Nobody is going to tell you their "business model" unless it's something obvious and very hard to replicate. As for inspiration, go for a walk around the shops. You'll get a much better perspective than what you see online. Also try to do partnerships... Ten people working together can do 100 times more than what you can do on your own.


----------



## LancerFlorida (Mar 20, 2018)

The right answer to your question requires more information.
#1. Who is your ideal customer? Everyone is the worst possible answer.
#2. What is the scale of the business you see? Only big runs or POD also?
#3. Is the deliverable all inclusive or are you limiting your startup to white or light only?

I would suggest crreating text and graphics that is CONTROVERSIAL.
What I mean is not to create hostility and diveision but engage in the conversation the ideal audience is already having already. You mention Sustainable....so "This is the only planet we have!" is the conversation they are having. However, this audience has one very big requiirement....they need assurance that the company they are giving their money to is Makng the world a better place." So create your 'Why' that makes them want to throw money at you. Ben and Jerry's is the classic example.

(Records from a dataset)

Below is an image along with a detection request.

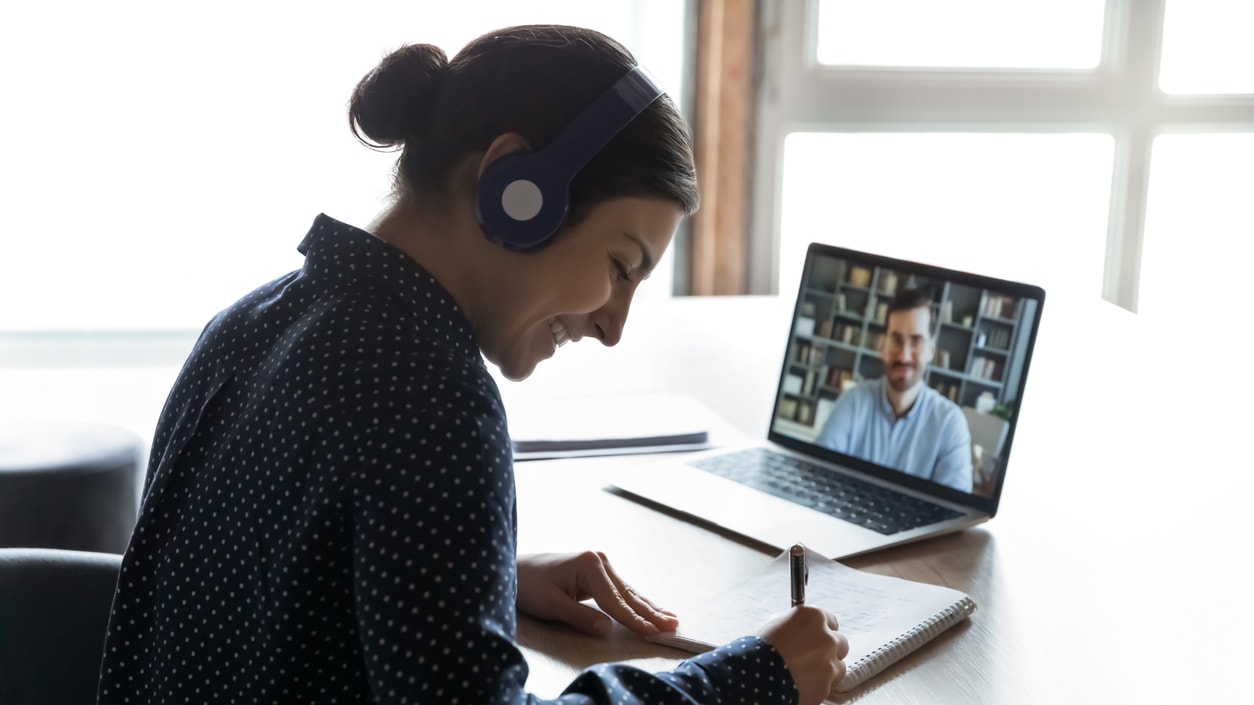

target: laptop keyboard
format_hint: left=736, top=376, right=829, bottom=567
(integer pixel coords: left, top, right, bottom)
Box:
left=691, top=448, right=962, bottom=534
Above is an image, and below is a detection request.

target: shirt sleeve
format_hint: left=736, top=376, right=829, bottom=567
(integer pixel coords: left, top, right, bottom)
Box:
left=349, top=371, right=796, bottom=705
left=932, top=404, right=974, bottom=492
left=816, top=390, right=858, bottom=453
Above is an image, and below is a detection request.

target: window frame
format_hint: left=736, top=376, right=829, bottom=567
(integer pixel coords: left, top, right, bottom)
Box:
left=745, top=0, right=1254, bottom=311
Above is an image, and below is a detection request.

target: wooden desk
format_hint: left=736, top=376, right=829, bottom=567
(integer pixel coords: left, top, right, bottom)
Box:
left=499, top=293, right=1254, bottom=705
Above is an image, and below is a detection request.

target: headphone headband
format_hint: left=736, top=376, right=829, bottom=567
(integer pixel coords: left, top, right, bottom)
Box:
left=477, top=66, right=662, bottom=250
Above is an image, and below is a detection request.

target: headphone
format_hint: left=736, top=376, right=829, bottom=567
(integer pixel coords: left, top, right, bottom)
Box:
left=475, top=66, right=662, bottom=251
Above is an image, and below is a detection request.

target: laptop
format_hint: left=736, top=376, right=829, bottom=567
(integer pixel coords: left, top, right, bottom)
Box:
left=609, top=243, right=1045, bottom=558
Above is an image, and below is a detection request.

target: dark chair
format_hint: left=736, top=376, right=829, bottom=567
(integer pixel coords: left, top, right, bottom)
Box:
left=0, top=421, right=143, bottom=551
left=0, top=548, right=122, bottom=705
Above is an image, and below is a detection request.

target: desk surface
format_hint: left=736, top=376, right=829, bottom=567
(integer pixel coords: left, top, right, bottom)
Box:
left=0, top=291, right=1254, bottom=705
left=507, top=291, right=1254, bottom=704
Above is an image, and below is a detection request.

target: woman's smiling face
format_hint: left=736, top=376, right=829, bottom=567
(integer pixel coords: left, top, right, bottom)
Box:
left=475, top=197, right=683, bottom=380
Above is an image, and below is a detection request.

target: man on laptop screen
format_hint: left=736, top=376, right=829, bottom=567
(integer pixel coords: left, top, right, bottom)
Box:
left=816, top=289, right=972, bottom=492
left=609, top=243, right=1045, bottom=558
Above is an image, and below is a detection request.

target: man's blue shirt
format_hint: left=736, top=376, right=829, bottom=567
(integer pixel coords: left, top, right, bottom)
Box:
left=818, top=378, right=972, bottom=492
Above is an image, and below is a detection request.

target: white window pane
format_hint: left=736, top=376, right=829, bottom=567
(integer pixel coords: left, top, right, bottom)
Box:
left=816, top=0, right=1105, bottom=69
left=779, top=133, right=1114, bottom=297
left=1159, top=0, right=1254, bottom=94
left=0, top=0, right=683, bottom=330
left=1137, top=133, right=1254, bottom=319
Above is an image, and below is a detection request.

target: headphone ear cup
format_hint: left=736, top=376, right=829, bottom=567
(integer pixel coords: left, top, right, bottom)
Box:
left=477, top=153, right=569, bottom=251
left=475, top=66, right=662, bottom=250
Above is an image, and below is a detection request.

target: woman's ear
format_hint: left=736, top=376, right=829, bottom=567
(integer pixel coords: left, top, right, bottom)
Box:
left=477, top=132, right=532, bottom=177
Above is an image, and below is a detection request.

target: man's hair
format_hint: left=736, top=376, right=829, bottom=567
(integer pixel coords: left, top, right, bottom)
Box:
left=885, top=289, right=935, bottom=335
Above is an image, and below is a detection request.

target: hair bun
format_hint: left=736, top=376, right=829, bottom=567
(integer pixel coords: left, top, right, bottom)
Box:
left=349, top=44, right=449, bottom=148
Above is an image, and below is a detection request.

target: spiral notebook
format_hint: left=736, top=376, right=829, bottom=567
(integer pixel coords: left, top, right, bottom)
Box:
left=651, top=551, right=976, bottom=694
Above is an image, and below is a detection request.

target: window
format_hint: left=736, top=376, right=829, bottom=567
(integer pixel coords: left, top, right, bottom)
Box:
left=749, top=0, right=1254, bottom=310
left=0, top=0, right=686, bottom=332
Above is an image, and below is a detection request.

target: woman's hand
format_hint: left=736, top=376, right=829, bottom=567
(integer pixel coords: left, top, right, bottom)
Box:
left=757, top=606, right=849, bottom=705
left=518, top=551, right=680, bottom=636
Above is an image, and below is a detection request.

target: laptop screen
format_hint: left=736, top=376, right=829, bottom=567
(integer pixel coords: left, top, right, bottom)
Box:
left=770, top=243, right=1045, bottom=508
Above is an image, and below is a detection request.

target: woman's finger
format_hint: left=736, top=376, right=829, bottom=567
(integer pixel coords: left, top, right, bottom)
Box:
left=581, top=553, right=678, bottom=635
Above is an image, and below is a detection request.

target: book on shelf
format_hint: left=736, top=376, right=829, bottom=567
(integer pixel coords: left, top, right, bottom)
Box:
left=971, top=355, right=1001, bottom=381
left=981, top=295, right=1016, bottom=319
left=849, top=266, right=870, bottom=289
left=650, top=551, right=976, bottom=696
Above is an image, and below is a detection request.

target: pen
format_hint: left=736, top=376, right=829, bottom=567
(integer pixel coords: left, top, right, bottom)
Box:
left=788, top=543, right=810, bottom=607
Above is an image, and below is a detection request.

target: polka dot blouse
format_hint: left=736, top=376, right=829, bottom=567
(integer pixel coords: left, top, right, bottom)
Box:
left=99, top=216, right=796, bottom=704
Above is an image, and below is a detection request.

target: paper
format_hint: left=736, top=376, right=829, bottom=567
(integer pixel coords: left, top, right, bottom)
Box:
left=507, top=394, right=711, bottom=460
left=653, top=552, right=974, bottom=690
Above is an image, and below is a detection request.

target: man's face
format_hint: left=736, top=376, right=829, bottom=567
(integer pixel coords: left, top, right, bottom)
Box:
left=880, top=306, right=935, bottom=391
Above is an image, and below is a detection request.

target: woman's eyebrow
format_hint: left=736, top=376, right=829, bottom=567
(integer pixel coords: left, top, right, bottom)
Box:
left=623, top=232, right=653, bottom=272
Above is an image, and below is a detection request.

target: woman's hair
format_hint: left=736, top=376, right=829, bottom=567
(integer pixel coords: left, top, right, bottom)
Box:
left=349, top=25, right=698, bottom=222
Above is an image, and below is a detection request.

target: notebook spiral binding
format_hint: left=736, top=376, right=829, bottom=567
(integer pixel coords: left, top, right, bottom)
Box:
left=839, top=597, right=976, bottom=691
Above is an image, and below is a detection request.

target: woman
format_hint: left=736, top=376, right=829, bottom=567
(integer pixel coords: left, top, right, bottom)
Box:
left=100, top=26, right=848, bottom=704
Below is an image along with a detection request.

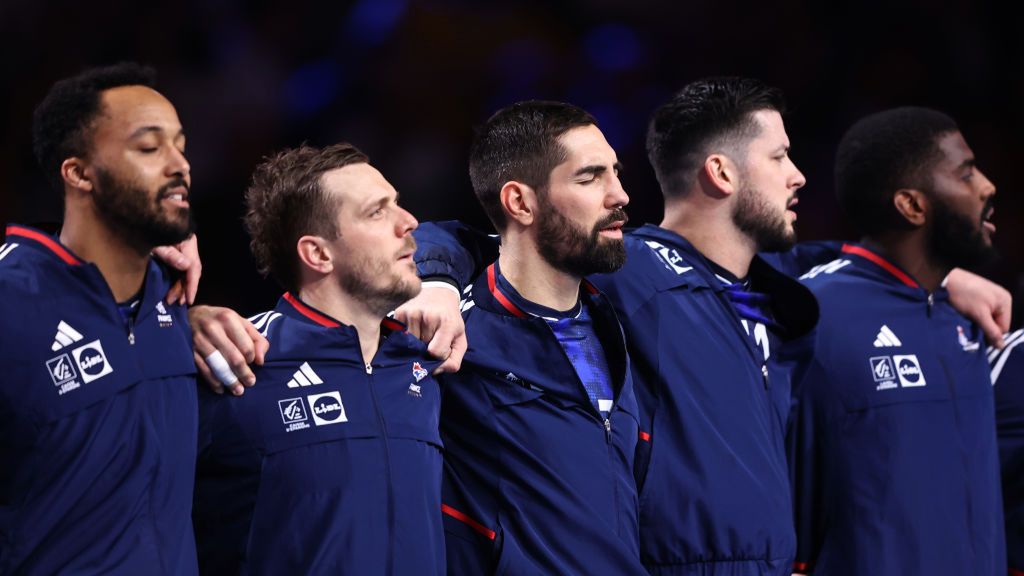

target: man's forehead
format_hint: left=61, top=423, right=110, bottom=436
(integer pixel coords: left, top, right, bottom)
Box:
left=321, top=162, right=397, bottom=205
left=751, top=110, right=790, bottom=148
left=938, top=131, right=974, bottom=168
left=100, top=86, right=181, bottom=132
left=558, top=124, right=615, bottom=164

==

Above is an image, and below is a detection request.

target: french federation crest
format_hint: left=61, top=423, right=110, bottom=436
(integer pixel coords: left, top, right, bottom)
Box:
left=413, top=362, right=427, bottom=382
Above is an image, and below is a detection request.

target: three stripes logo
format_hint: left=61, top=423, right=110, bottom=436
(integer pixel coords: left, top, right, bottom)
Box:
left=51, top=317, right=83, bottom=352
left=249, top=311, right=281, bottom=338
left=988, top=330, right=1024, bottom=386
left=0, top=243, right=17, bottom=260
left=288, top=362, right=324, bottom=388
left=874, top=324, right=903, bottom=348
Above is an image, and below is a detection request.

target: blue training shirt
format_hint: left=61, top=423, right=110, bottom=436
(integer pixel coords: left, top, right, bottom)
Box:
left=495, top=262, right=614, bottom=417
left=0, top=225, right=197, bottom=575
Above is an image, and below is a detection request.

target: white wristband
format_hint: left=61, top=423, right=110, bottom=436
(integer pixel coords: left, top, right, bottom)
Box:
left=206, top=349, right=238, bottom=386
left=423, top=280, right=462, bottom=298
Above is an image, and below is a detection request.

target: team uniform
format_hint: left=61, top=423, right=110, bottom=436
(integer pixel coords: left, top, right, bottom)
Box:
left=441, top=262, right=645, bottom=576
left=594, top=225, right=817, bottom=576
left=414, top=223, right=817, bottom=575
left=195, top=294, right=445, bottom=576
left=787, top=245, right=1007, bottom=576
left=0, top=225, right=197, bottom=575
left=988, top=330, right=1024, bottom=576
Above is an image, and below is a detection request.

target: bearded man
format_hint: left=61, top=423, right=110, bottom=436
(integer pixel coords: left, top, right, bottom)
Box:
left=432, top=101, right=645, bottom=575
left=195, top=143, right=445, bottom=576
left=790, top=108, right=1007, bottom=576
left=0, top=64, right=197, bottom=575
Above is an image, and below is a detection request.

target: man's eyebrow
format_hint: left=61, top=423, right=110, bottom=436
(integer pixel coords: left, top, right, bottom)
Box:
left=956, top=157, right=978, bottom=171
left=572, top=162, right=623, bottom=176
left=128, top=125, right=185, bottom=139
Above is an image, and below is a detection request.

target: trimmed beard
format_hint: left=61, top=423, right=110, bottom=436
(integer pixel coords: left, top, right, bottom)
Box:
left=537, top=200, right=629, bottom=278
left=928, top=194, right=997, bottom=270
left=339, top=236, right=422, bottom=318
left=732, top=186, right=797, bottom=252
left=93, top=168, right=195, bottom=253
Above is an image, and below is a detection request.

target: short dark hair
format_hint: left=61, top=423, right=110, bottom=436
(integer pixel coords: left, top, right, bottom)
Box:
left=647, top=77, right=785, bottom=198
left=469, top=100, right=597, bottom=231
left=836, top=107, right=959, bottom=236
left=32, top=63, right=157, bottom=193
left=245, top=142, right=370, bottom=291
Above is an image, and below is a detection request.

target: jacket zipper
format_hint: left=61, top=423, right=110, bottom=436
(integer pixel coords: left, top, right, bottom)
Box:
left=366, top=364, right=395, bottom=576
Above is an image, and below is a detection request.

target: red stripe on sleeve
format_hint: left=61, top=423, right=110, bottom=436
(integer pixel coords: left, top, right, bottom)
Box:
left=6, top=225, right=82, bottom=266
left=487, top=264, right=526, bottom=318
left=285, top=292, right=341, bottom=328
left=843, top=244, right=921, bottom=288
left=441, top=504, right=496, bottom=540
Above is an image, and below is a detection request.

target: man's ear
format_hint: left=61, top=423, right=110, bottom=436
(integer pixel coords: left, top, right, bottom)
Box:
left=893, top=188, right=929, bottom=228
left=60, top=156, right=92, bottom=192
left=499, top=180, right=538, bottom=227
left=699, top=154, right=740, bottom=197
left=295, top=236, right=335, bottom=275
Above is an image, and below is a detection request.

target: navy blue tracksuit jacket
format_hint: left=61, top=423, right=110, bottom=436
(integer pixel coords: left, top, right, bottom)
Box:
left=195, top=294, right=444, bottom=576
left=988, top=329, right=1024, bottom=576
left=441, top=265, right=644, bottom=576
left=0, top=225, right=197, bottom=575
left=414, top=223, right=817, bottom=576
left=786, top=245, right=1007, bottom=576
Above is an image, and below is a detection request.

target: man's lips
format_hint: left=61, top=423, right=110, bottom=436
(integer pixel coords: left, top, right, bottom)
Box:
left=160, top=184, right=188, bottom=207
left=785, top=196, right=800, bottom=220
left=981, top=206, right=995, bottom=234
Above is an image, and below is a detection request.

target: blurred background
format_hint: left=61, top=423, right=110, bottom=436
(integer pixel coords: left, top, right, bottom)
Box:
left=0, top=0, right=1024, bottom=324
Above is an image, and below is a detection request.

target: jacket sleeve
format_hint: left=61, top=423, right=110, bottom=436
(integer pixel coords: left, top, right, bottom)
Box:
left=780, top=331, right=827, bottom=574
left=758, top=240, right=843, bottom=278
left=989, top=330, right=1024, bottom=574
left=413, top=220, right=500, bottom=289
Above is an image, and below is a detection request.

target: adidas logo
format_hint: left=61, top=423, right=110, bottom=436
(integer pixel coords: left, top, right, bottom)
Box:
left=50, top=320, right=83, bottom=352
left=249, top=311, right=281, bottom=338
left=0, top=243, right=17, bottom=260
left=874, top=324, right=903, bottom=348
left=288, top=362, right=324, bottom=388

==

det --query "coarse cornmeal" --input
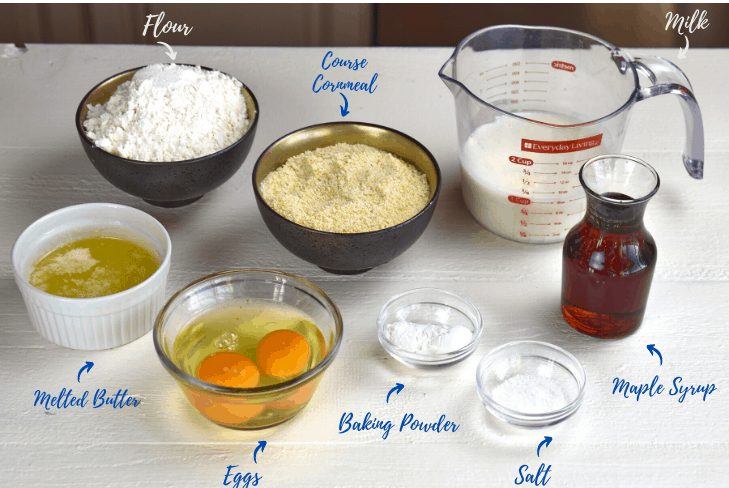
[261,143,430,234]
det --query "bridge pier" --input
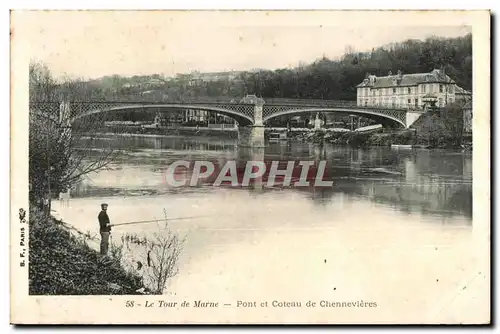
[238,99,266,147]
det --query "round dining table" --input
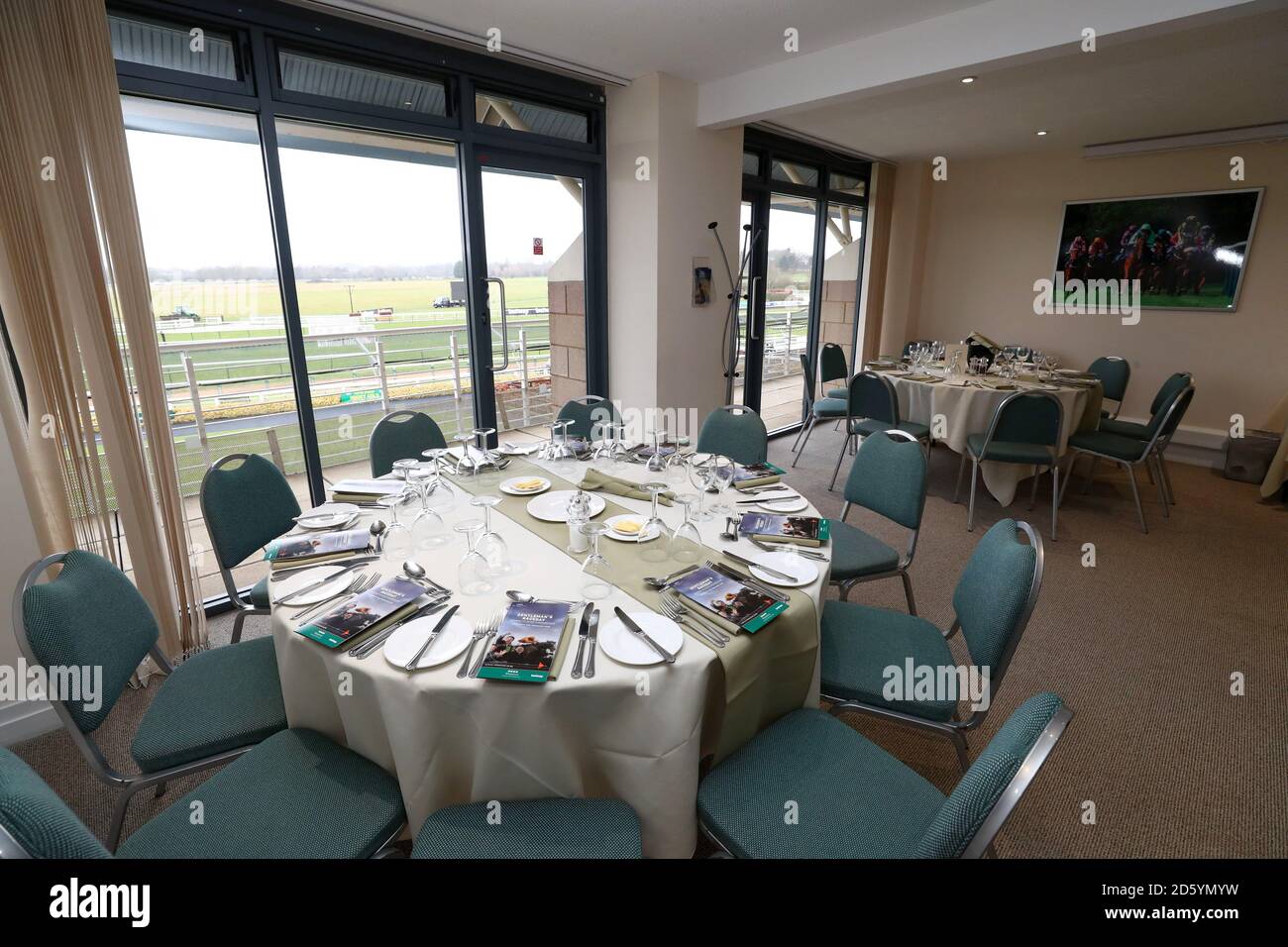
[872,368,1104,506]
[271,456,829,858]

= Required tasks =
1. Count the lines of the records that contain the string "jacket", and give only that number.
2. Continue the forum thread about starting an apparel business from the point where it stops.

= Outputs in order =
1. 3

2.
Last amazing factoid: Most of my business is B2B. NEarly 80% of all apparel is B2B. What I have discovered is most printers are so immersed IN their business they do not work ON their business. That means they are dinkering with printers and NOT selling to other businesses. GET OUT THERE. No one is selling them things from which they can make MONEY. Present your SOLUTION to their problem. 

Lastly, have a vision for your Why and the end product. HIRE marketing companies to create your web presence and traffic drivers. We are all tempted to dive into this "IN YOUR BUSINESS" activity when it should be hired out. Be the vision not the technician.


----------



## nlck (Jan 23, 2019)

LancerFlorida said:


> The right answer to your question requires more information.
> #1. Who is your ideal customer? Everyone is the worst possible answer.
> #2. What is the scale of the business you see? Only big runs or POD also?
> #3. Is the deliverable all inclusive or are you limiting your startup to white or light only?
> ...


Agree - Find a niche and succeed in that, then expand.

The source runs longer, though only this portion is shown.